= Challenge =
In the passage on boys' literacy, reproduce word for word everything from "The federal government, state" down to "needs of boys.".

* START Source text *

The debate between traditionalists and progressives over how to teach language skills is an old one. Particularly frustrating, however, is that this debate has proceeded for decades in the United States without anyone taking serious notice of the fact that American boys are significantly less literate than girls. In an annual survey of college freshmen conducted by the Higher Education Research Institute at UCLA, students are asked how many hours per week they spent reading for pleasure during the preceding year. The 2010 results were consistent with other years: 36 percent of males answered “none.” Among females, the figure was 22 percent.
35
Surely this pattern is worth attention; surely the question of “best practices” in teaching reading and writing should consider what works best for boys.

The federal government, state departments of education, and women's groups have spent many millions of dollars addressing a surreal self-esteem problem that allegedly afflicts girls more than boys. But in the matter of basic literacy, where we have a real and alarming difference between boys and girls, initiatives to close the gap are nowhere to be found. In education circles, it is acceptable to say that boys are psychologically distressed and in need of rescue from their emergent masculinity, but it is not acceptable to say that our schools are failing to teach boys how to read and write. The women's lobby is one thing, but it is dismaying that those professionally responsible for the education of our children should be so heedless of the needs of boys.

* END Source text *
* START Raw records *

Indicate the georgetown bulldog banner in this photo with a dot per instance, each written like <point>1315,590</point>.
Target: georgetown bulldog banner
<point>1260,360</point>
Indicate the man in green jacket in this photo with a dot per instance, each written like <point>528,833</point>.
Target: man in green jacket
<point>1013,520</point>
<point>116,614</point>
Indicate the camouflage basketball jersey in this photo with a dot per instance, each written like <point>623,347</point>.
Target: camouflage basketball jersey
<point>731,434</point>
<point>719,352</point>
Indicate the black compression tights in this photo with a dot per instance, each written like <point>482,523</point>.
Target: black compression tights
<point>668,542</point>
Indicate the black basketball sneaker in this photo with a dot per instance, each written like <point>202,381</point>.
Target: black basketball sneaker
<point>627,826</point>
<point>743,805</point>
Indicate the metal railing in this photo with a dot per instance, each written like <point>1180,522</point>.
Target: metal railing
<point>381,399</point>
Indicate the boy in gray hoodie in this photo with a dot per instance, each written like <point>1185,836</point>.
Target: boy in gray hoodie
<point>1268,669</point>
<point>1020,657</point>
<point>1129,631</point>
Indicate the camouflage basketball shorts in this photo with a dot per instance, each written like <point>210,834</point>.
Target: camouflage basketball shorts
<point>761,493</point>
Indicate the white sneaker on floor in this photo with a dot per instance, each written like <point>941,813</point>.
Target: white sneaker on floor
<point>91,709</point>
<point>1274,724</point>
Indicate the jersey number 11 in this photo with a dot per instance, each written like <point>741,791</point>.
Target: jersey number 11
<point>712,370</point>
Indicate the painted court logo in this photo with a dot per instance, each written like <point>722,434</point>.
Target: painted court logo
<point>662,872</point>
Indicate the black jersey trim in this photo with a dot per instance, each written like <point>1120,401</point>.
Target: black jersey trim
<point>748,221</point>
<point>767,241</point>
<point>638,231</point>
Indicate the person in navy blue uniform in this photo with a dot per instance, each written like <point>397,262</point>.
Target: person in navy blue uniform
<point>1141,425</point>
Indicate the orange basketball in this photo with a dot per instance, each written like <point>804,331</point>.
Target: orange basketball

* END Raw records *

= Output of the exercise =
The federal government, state departments of education, and women's groups have spent many millions of dollars addressing a surreal self-esteem problem that allegedly afflicts girls more than boys. But in the matter of basic literacy, where we have a real and alarming difference between boys and girls, initiatives to close the gap are nowhere to be found. In education circles, it is acceptable to say that boys are psychologically distressed and in need of rescue from their emergent masculinity, but it is not acceptable to say that our schools are failing to teach boys how to read and write. The women's lobby is one thing, but it is dismaying that those professionally responsible for the education of our children should be so heedless of the needs of boys.